DOCUMENT EXTRACT:
- - - - - - -
What if your intact female dog lost appetite and became lethargic shortly after her heat cycle? How does it fit with your dog’s normal? How does it fit in the big picture?
What if your dog was a middle-aged intact female who just recently finished her heat cycle? Would that change your point of view on the same set of symptoms?
What difference does that make?
Phoenix was a middle-aged, intact female. She’s always been healthy and hasn’t visited a veterinarian in years. Her parents brought her in because she was lethargic and not eating.
Phoenix was looking really sick.
Her parents couldn’t afford to take her to an emergency clinic. As a result, they had to wait until a regular clinic opened. The diagnosis was fast and straightforward–Phoenix had pyometra.
Pyometra is a bacterial infection of the uterus. That sounds so much less scary than it is. It is a life-threatening condition that needs prompt, aggressive treatment–surgery.
If your intact female dog is going to get this severe infection, it’s going to happen following her heat. It is the hormonal changes in the reproductive tract that bring it on.
As the body prepares for pregnancy, the uterine lining thickens. It continues to thicken with every heat cycle that doesn’t result in pregnancy. The thickened tissue is the perfect environment for bacterial growth. Eventually, things reach a critical mass.
If the cervix remains open, you will notice pus and abnormal discharge, which, hopefully, will bring you to a vet.
If the cervix closes, all of that remains trapped inside, releasing toxins that make their way into the bloodstream. Closed pyometra is way more dangerous one of the two. Your dog will look and act very ill, just like Phoenix did.
What are some of the symptoms that come with closed pyometra?
- increased urination
- increased drinking
- distended abdomen
- loss of appetite
Increased drinking alone, in a female dog who recently came out of heat, should be suspect for pyometra.
If your dog just was in heat and there is anything at all strange about them, see a vet. With pyometra, early diagnosis and treatment are vital.
By the time Phoenix made it to a vet, her pyometra was quite advanced.
Her uterus was more than twice its normal size–4 pounds of an angry nest of puss and fluid. It took two hours to remove that from Phoenix’s body.
Even after her surgery, Phoenix wasn’t out of the woods. Two days later, she was still down and refusing to eat.
Phoenix’s story has a happy ending.
But not all pyometra cases do. Sometimes the dog doesn’t get to a clinic until it’s too late. As a result, some dogs die because their parents cannot afford the life-saving treatment.
It is always a tragedy when a dog dies from a preventable and treatable disease.
If you have an intact female dog, be aware of this dreadful condition that can kill her. Know when it’s most likely to strike and what it looks like.
- - - - - - -
SOURCE INFORMATION:
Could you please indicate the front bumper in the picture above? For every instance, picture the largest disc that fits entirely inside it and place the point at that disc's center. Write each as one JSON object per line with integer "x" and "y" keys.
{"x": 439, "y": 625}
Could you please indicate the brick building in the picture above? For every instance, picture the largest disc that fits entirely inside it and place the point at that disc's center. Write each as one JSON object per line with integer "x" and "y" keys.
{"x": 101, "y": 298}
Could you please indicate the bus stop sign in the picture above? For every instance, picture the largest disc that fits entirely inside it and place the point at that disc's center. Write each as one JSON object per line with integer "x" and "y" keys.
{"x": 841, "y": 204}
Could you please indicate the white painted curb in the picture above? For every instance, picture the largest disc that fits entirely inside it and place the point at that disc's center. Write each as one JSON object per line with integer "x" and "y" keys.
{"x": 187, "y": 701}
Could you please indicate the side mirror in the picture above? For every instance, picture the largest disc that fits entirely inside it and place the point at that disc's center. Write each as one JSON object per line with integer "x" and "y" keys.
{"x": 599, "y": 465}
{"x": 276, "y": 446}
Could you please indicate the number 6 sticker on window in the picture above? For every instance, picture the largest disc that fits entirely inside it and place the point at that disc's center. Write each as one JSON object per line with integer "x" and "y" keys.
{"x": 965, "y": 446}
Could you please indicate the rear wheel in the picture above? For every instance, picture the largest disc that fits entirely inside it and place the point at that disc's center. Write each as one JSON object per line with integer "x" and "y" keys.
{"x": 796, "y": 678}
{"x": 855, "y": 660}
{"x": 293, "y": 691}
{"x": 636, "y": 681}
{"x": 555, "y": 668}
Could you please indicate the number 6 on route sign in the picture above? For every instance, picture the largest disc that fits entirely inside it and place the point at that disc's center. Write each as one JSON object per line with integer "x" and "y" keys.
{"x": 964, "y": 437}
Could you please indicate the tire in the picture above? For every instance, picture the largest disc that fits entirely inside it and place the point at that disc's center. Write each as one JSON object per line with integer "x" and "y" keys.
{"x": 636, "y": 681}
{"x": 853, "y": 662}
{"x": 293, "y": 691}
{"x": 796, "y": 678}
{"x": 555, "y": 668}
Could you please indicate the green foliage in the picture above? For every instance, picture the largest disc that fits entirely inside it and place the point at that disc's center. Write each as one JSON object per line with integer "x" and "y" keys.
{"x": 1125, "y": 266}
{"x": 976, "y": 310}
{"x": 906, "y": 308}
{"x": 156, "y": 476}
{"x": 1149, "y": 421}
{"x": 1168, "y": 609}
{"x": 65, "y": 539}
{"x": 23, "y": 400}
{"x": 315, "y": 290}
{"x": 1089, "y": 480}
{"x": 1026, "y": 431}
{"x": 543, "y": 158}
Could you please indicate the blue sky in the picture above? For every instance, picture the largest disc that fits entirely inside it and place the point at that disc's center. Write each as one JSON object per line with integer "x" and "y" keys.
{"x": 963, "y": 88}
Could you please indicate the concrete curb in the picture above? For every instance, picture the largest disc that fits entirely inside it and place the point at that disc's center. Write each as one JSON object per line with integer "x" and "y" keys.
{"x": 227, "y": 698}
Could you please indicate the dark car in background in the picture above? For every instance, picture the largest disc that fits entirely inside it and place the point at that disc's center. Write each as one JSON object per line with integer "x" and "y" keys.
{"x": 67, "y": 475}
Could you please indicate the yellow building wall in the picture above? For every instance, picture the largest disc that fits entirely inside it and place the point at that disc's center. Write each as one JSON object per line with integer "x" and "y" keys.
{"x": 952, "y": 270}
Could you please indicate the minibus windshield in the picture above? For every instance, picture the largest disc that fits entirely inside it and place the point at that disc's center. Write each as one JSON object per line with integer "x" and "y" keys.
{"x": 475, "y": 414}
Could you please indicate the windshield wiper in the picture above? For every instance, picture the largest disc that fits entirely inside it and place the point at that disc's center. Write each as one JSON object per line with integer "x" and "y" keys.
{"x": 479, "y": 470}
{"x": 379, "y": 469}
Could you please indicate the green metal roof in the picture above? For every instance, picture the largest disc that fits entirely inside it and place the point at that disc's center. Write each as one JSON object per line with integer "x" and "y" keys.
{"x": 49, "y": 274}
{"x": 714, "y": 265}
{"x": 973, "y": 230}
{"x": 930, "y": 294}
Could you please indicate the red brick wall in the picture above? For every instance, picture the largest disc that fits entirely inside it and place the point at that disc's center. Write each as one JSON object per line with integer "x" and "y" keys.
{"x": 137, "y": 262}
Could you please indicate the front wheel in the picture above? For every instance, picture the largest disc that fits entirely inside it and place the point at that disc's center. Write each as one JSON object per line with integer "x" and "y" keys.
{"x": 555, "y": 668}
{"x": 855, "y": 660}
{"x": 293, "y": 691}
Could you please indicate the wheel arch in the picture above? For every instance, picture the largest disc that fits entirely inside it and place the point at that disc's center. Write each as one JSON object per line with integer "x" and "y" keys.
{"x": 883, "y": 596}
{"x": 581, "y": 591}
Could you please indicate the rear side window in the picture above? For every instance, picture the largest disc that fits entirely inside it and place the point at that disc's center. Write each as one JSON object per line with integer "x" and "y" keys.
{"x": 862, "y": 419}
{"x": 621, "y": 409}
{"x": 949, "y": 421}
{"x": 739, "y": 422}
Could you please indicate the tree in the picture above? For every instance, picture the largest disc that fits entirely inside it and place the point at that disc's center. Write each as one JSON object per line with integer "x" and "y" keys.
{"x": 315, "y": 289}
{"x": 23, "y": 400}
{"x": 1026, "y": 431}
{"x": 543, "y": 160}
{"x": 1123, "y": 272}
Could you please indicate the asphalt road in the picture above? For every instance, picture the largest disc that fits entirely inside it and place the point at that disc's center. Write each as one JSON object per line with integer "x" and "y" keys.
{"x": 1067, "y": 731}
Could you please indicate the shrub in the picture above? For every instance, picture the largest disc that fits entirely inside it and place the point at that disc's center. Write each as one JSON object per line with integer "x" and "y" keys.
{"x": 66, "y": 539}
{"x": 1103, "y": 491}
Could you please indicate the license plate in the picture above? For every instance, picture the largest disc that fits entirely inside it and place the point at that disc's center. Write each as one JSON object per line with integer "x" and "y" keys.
- - - - - - -
WORK INSTRUCTION 1:
From the pyometra article, quote the passage from "- increased urination" to "refusing to eat.".
WORK INSTRUCTION 2:
According to the pyometra article, why does this infection strike an intact female dog after her heat cycle?
WORK INSTRUCTION 3:
In the pyometra article, how long did it take to remove Phoenix's enlarged uterus?
The material has no connection to the pyometra article.

TASK ANSWER 1:
- increased urination
- increased drinking
- distended abdomen
- loss of appetite
Increased drinking alone, in a female dog who recently came out of heat, should be suspect for pyometra.
If your dog just was in heat and there is anything at all strange about them, see a vet. With pyometra, early diagnosis and treatment are vital.
By the time Phoenix made it to a vet, her pyometra was quite advanced.
Her uterus was more than twice its normal size–4 pounds of an angry nest of puss and fluid. It took two hours to remove that from Phoenix’s body.
Even after her surgery, Phoenix wasn’t out of the woods. Two days later, she was still down and refusing to eat.

TASK ANSWER 2:
Hormonal changes in the reproductive tract cause it. As the body prepares for pregnancy, the uterine lining thickens, and it keeps thickening with every heat cycle that doesn't result in pregnancy. That thickened tissue is the perfect environment for bacterial growth.

TASK ANSWER 3:
It took two hours.